_WHAT IS BEING ASKED_. Give the data a second time, exactly and in full.

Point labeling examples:
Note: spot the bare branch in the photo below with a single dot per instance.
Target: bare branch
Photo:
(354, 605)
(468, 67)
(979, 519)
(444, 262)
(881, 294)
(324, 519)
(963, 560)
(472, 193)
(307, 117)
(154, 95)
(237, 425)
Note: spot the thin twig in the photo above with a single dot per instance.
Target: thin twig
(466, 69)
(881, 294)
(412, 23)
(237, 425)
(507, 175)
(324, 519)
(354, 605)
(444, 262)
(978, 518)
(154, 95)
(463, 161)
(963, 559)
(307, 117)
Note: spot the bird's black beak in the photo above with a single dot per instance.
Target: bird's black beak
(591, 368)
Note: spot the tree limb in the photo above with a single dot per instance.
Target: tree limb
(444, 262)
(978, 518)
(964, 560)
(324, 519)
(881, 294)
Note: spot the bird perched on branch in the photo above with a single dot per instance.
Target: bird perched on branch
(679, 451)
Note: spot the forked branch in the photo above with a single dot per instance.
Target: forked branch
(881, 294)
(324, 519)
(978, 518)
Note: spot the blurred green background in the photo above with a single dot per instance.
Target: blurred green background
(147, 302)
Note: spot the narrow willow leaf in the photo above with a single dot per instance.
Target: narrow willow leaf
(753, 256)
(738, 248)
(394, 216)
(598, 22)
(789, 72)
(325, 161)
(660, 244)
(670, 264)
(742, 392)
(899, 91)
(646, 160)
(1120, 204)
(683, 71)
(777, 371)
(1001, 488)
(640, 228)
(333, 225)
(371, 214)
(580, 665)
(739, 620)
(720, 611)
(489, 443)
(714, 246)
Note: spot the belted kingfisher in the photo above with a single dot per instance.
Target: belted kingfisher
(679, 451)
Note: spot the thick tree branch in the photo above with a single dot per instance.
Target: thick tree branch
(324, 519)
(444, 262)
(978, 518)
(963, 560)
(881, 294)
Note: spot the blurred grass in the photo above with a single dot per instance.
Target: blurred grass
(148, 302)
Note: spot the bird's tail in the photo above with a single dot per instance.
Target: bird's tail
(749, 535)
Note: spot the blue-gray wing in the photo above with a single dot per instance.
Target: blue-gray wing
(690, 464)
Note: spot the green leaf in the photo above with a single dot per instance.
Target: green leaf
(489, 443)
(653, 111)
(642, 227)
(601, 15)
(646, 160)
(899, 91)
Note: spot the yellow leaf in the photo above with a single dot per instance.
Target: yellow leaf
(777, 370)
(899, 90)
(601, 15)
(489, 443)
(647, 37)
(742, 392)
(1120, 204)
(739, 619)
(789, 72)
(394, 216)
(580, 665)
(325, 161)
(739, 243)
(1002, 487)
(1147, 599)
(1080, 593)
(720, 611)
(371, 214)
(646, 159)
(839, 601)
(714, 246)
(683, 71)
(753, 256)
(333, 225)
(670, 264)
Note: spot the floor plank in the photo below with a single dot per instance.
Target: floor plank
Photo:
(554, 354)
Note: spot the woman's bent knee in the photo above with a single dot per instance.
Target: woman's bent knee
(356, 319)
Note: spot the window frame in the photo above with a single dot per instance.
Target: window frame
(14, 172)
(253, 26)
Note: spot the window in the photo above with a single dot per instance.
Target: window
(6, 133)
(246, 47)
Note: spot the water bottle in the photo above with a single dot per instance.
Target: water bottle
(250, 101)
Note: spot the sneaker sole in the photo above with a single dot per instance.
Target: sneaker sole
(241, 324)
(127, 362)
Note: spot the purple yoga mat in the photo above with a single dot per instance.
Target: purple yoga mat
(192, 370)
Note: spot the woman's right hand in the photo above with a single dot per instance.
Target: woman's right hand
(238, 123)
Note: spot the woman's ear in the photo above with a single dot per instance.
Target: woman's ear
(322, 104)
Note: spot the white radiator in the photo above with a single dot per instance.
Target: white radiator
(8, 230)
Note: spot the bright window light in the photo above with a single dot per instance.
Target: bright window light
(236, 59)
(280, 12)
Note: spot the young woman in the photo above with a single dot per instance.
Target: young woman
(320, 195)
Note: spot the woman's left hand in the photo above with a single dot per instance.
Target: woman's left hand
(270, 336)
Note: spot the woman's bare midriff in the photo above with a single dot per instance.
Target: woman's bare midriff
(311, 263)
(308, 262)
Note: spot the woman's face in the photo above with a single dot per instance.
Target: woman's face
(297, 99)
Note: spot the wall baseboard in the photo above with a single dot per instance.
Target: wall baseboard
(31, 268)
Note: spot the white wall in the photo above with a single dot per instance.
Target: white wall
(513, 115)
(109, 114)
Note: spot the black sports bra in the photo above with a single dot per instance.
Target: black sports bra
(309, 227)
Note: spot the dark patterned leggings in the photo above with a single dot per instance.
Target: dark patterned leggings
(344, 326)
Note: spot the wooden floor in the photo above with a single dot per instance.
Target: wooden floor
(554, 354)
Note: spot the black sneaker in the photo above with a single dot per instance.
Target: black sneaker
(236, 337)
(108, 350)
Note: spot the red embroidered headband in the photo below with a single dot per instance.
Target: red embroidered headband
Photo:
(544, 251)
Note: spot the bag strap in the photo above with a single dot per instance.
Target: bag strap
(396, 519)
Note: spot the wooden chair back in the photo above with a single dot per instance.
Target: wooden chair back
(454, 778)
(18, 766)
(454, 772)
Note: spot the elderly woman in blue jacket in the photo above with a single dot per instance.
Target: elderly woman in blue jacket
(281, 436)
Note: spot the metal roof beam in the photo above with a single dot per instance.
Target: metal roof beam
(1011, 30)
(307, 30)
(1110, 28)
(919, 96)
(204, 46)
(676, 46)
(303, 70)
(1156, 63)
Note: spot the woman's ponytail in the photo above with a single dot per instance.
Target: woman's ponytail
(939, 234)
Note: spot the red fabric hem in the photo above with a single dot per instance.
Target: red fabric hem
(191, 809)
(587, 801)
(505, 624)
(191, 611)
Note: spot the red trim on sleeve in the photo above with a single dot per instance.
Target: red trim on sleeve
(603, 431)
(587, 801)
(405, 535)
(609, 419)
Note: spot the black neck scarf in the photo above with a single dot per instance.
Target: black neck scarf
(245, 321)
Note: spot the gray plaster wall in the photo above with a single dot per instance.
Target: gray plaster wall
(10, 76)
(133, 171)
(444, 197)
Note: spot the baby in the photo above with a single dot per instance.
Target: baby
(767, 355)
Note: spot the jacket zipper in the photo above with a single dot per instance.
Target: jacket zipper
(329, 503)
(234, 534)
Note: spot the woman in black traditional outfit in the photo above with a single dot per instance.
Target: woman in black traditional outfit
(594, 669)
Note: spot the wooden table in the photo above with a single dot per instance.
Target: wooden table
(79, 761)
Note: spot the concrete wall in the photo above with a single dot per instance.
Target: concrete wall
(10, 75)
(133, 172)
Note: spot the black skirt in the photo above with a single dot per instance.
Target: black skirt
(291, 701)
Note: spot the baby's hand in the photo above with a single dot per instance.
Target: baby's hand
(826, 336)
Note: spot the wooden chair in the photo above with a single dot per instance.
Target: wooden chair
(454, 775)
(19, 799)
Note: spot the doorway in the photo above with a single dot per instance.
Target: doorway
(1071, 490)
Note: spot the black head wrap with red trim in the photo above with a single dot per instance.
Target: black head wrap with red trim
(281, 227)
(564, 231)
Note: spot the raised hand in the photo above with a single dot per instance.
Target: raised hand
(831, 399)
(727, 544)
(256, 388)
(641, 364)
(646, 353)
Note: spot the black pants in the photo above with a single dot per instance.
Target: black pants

_CORRECT OUTPUT_.
Note: spot the bare branch in the photo below with a single dot per instance.
Target: bare branch
Photo:
(354, 605)
(468, 67)
(979, 519)
(444, 262)
(881, 294)
(324, 519)
(963, 560)
(472, 193)
(307, 117)
(154, 95)
(237, 425)
Note: spot the thin twig in the photo above with a single dot per instance.
Target: thin twig
(466, 69)
(881, 294)
(412, 23)
(237, 425)
(507, 175)
(324, 519)
(354, 605)
(444, 262)
(978, 518)
(154, 95)
(463, 161)
(963, 559)
(307, 117)
Note: spot the bird's black beak in the photo above with a single dot per instance.
Target: bird's black beak
(591, 368)
Note: spot the tree limb in the photo above with a single dot per instance.
Target: tree limb
(444, 262)
(978, 518)
(964, 560)
(324, 519)
(881, 294)
Note: spot the bird perched on branch in the photo above with a single dot per instance.
Target: bird perched on branch
(679, 451)
Note: spot the forked branch in the photo above with a single dot per instance.
Target: forked branch
(881, 294)
(324, 519)
(978, 518)
Note: spot the blurred green background in the photo above with a single dot per instance.
Target: blurred green background
(147, 302)
Note: spot the narrow willow leaf in the photo above with a single dot per instance.
Target: narrow willow leaf
(753, 256)
(738, 248)
(394, 216)
(598, 22)
(789, 72)
(325, 161)
(660, 244)
(670, 264)
(742, 392)
(899, 91)
(646, 160)
(1120, 204)
(683, 71)
(777, 371)
(1001, 488)
(640, 228)
(333, 225)
(371, 214)
(580, 665)
(739, 620)
(720, 611)
(489, 443)
(714, 246)
Note: spot the belted kingfisher in the photo above with a single dot per instance.
Target: belted kingfisher
(679, 451)
Note: spot the thick tree branch in the photo above with a single dot per instance.
Target: thick tree branch
(324, 519)
(444, 262)
(978, 518)
(963, 560)
(881, 294)
Note: spot the blurred grass in the photo above with a single dot per instance.
Target: blurred grass
(148, 302)
Note: spot the bird's tail in the photo above with a single dot per instance.
Target: bird's tail
(749, 535)
Note: spot the blue-gray wing in the photo above with a single dot per instance.
Target: blue-gray wing
(690, 464)
Note: spot the green leaf in the photo above with a single dot per instance.
Target: green leaf
(489, 443)
(653, 111)
(642, 227)
(601, 15)
(646, 160)
(899, 91)
Note: spot the yellow leaf in the photo above with a single dot per instance.
Target: yellow leaf
(777, 370)
(899, 90)
(601, 15)
(489, 443)
(647, 37)
(742, 392)
(1120, 204)
(739, 619)
(789, 72)
(394, 216)
(580, 665)
(325, 161)
(739, 243)
(1002, 487)
(1147, 599)
(1080, 593)
(720, 611)
(371, 214)
(646, 159)
(839, 601)
(714, 246)
(683, 71)
(753, 256)
(333, 225)
(670, 264)
Note: spot the floor plank in the photo below with a single dot per instance.
Target: floor plank
Photo:
(554, 354)
Note: spot the woman's bent knee in the photo above with a single dot per instance.
Target: woman's bent knee
(356, 319)
Note: spot the window frame in the photo above with a single dot per instance.
Target: window frame
(14, 172)
(253, 26)
Note: spot the window in the photo above with a single dot per instance.
Target: window
(6, 133)
(246, 47)
Note: spot the water bottle in the photo above with a single dot per instance.
Target: water bottle
(250, 101)
Note: spot the sneaker sole in the photo above with a single dot per instance.
Target: sneaker sole
(241, 324)
(127, 362)
Note: spot the purple yoga mat in the photo above with a single dot per instance.
Target: purple yoga mat
(192, 370)
Note: spot the woman's right hand in the photo above with a single dot per instance.
Target: woman's right hand
(238, 123)
Note: spot the woman's ear in the photo above with a single dot per instance.
Target: woman's ear
(322, 104)
Note: spot the white radiator in the photo above with a single dot per instance.
Target: white radiator
(8, 230)
Note: spot the bright window light in the photo above with a single dot per instance.
Target: bright window light
(236, 59)
(280, 12)
Note: spot the young woman in the photo above with a single dot per instance.
Target: young woman
(320, 195)
Note: spot the woman's left hand in the photo above with a single dot per instance.
Target: woman's left hand
(270, 336)
Note: spot the woman's bare midriff in the photo above with a single dot per instance.
Target: woman's bare midriff
(311, 263)
(308, 262)
Note: spot the woman's face in the photo above with a single dot per instance.
Target: woman's face
(297, 99)
Note: spot the wall baseboard in the photo above with a single dot per instance.
Target: wall baseboard
(31, 268)
Note: spot the white wall in the photo above with a single dot per instance.
Target: white wall
(513, 115)
(109, 114)
Note: spot the black sports bra in the photo above with a single dot per instance.
Target: black sports bra
(309, 227)
Note: spot the dark patterned leggings in the photo above with a single dot per instance.
Target: dark patterned leggings
(344, 326)
Note: spot the wooden floor in the photo above with a single dot per instance.
Target: wooden floor
(554, 354)
Note: spot the black sneaker in the photo above with a single dot per instance.
Target: black sneaker
(236, 337)
(108, 350)
Note: spot the red embroidered headband in the photo below with a single dot per instance.
Target: red embroidered headband
Photo:
(544, 251)
Note: spot the bag strap in the photo above with a single dot per instance.
Target: bag strap
(396, 519)
Note: spot the wooden chair back in the photo above with a single dot per instance.
Target: wooden chair back
(454, 778)
(18, 766)
(454, 772)
Note: spot the elderly woman in blue jacket in the photo above with a single dot per instance.
Target: elderly woman in blue jacket
(281, 436)
Note: spot the metal roof beam in the photo above with a single dot per instance.
Target: metal roof beam
(1011, 30)
(307, 30)
(1110, 28)
(919, 96)
(204, 46)
(676, 46)
(303, 70)
(1156, 63)
Note: spot the woman's ponytail in the photo above with a single dot per instance.
Target: woman's ponytail
(939, 234)
Note: spot the red fabric hem in the photo above with a single dot per instance.
Target: red fabric hem
(191, 809)
(587, 801)
(505, 624)
(191, 611)
Note: spot the red trim on sleeve in the photo above with a single dot per instance.
Target: red trim on sleeve
(603, 431)
(587, 801)
(405, 535)
(609, 419)
Note: spot the black neck scarf in the photo above with a single dot per instance.
Target: black neck scarf
(245, 321)
Note: spot the gray plaster wall in the photo above with a single dot per instance.
Target: gray plaster wall
(10, 76)
(133, 171)
(444, 197)
Note: spot the baby in the photo above with a single dot per instance.
Target: baby
(767, 355)
Note: spot the jacket zipper in the photo above with a single dot per instance.
Target: jacket zipper
(329, 503)
(234, 534)
Note: spot the woman in black traditional outfit in the photo above with a single dot per instance.
Target: woman in black traditional outfit
(594, 669)
Note: spot the wooden table in the photo above with a single dot per instance.
Target: wooden table
(79, 761)
Note: spot the concrete wall in the photo above with a single dot per instance.
Target: concrete wall
(10, 75)
(133, 172)
Note: spot the black skirt in the photo above with a single dot per instance.
Target: black skirt
(291, 701)
Note: spot the baby's hand in the photo above with a single dot per instance.
Target: baby's hand
(826, 336)
Note: spot the wooden chair in the photo above with a single dot per instance.
Target: wooden chair
(454, 775)
(19, 799)
Note: spot the doorway in the photo above with a single dot per instance.
Target: doorway
(1071, 490)
Note: spot the black head wrap with red trim in the photo above with a single dot per instance.
Target: black head wrap with red trim
(281, 227)
(564, 231)
Note: spot the raised hand in the photo above with a single dot per instance.
Target: raised hand
(831, 399)
(727, 544)
(256, 388)
(641, 364)
(646, 353)
Note: spot the black pants in the photo above with a single dot per instance.
Target: black pants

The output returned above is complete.